"""
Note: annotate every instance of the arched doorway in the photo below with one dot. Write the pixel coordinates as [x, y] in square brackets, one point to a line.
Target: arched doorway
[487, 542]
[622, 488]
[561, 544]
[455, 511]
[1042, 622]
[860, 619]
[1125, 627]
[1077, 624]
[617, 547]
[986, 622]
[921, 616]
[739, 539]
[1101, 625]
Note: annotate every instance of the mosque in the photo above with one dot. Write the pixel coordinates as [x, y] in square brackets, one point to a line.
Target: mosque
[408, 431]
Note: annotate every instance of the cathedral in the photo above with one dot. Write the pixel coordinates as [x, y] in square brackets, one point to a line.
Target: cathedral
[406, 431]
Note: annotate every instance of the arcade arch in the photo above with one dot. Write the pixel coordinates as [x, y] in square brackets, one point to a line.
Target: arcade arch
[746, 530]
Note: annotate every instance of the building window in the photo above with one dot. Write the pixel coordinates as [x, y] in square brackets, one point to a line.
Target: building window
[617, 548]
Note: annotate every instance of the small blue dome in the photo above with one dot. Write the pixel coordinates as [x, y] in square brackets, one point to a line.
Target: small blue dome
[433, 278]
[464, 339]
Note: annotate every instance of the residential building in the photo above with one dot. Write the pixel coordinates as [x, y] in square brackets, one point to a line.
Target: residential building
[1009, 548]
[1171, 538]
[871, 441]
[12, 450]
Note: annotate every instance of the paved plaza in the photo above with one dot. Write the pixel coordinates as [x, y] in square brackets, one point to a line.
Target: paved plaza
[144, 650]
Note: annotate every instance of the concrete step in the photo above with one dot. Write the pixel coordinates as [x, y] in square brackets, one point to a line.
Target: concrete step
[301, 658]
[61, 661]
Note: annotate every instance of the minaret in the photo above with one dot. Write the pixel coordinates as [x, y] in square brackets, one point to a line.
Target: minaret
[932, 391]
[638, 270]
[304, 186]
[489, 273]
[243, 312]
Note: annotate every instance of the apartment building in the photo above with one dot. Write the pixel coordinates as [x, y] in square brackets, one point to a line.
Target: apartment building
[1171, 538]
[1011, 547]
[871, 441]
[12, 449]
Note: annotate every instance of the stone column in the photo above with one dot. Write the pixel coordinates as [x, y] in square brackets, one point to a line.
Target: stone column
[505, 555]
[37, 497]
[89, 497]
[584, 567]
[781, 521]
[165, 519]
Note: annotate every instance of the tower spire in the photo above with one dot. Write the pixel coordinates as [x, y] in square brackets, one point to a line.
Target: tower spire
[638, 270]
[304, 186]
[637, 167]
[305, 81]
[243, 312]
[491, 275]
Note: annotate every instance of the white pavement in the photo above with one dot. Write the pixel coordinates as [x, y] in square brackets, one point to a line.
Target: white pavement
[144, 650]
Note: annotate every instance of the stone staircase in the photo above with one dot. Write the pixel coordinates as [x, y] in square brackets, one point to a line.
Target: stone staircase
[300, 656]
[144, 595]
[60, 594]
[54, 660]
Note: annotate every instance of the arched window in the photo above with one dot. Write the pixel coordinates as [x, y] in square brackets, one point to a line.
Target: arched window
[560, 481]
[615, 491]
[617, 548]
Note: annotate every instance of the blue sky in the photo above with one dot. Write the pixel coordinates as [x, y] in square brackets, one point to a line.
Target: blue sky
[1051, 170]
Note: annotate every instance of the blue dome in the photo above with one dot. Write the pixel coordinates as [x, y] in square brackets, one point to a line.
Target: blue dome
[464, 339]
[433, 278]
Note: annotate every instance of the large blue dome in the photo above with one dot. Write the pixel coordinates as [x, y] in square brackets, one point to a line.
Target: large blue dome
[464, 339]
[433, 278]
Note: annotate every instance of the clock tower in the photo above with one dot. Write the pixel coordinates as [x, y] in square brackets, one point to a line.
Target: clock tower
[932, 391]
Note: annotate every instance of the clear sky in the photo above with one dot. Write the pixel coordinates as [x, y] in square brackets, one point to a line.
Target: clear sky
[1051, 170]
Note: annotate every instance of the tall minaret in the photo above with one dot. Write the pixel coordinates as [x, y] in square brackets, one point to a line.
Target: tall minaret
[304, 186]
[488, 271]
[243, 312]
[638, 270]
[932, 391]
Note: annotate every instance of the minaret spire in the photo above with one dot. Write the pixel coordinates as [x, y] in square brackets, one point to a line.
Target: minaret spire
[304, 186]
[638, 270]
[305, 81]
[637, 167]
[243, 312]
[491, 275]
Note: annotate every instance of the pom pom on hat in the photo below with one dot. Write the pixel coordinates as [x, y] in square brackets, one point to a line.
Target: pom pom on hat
"""
Task instructions – Each line of the material should be duplicated exactly, please.

Result of the exercise –
Note: annotate every instance of the arched doorway in the photo below with one dot. Write the pixel coordinates as [x, y] in square brackets, one point to a line.
Target: arched doorway
[487, 542]
[622, 488]
[561, 544]
[455, 511]
[1042, 622]
[860, 619]
[1125, 627]
[1077, 624]
[617, 547]
[986, 622]
[921, 616]
[739, 539]
[1101, 625]
Note: annotate every instance of the mosque in the photo above with one dot. Write the pixel coordinates as [x, y] in square brackets, one point to a line.
Target: mosque
[408, 431]
Note: annotate every instance of the cathedral in the photo above with one dot. Write the pixel coordinates as [x, y] in square brackets, one point to a line.
Target: cathedral
[406, 431]
Note: annotate every instance of the arcade arch in the photo above with one dot. Write the pixel coordinates as [x, y] in square brackets, one point to a line.
Target: arcade arch
[746, 530]
Note: annotate every instance of the building window in the photo above with one dot. Write the pixel coordinates as [x, y] in square brackets, one point to a line.
Target: building window
[617, 548]
Note: annotate every instance of the small blue dome in the photo above with one dot. Write the pixel coordinates as [x, y] in square brackets, one point to a line.
Target: small blue dome
[433, 278]
[464, 339]
Note: annotate every instance of the residential building in the photo above with one dot. Write the pixel coordinates as [x, y] in square brackets, one point to a line.
Target: residential building
[1009, 548]
[1171, 538]
[871, 441]
[12, 450]
Note: annotate every instance of the paved plaza in the photo above with one dot. Write the pixel coordinates as [x, y] in square brackets, one point to a line.
Target: paved plaza
[144, 650]
Note: annotate every instance of the concrete step in the photo above with one dot. Write the pixel coordinates as [x, y] in square brackets, one point to a line.
Target: concrete step
[301, 658]
[61, 661]
Note: annotate every instance of the minaret in the photo above with one dot. Write the pixel coordinates as [x, y] in square brackets, one point to a line.
Target: minaret
[932, 391]
[638, 270]
[304, 186]
[489, 273]
[243, 312]
Note: annotate every instance of the apartment building in the photo above with one dot. Write the pixel coordinates as [x, y] in square brackets, one point to a line.
Target: apartment building
[1171, 538]
[1011, 547]
[871, 441]
[12, 449]
Note: annotate every instance of the stone column in the photo above with one dot. Write the pixel coordinates as [x, y] in square brackets, one point to a line.
Target: stone column
[505, 555]
[37, 497]
[89, 497]
[584, 567]
[781, 521]
[165, 519]
Note: annotate every instance of the tower spire in the photo above with one dot. Write the pixel coordinates as [x, y] in square brackets, one point to a line.
Target: tower spire
[638, 270]
[304, 186]
[637, 167]
[305, 81]
[243, 312]
[491, 275]
Note: annotate every instance of the white pavement in the photo above with one dot. Write the pixel coordinates as [x, y] in square brackets, one point to a line.
Target: white pavement
[144, 650]
Note: annotate every instance of the stone staircase in the photo above with one dot. Write the pixel coordinates as [x, y] in square brackets, one point to a line.
Target: stone staircase
[300, 656]
[144, 595]
[60, 594]
[54, 660]
Note: annotate every instance of the arched window in the photo above with one dot. Write the pixel coordinates as [x, y] in square brackets, one point to a line.
Target: arched window
[560, 481]
[615, 491]
[617, 548]
Note: annotate every instance of the blue sky in the photo above with one dot. Write the pixel coordinates as [x, y] in square brackets, one point to a line.
Target: blue sky
[1051, 170]
Note: annotate every instance of the blue dome in the photo above with one dot. Write the pixel coordinates as [x, y] in square brackets, one point to a line.
Target: blue dome
[464, 339]
[433, 278]
Note: annotate every instance of the large blue dome in the photo above with one dot. Write the pixel coordinates as [x, y] in square brackets, one point to a line.
Target: large blue dome
[464, 339]
[433, 278]
Note: annotate every instance of the clock tower in the photo above with one dot. Write the pixel coordinates as [x, y] in square brackets, one point to a line.
Target: clock tower
[932, 391]
Note: annotate every instance of the clear sky in the photo above with one dot. Write the pixel coordinates as [x, y] in square brackets, one point to a line.
Target: clear sky
[1051, 170]
Note: annotate every instance of the tall minaret in the photo above with one dot. Write the pixel coordinates as [x, y] in square brackets, one point to a line.
Target: tall minaret
[304, 186]
[488, 271]
[243, 312]
[638, 270]
[932, 391]
Note: annotate every instance of the minaret spire in the photo above with one dot. Write the pixel coordinates as [x, y] in square brackets, one point to a line.
Target: minaret spire
[304, 186]
[638, 270]
[305, 81]
[637, 167]
[243, 312]
[491, 275]
Note: annotate every instance of the pom pom on hat in the photo below with one dot. Write the pixel coordinates as [x, y] in square brackets, one point to a line.
Target: pom pom on hat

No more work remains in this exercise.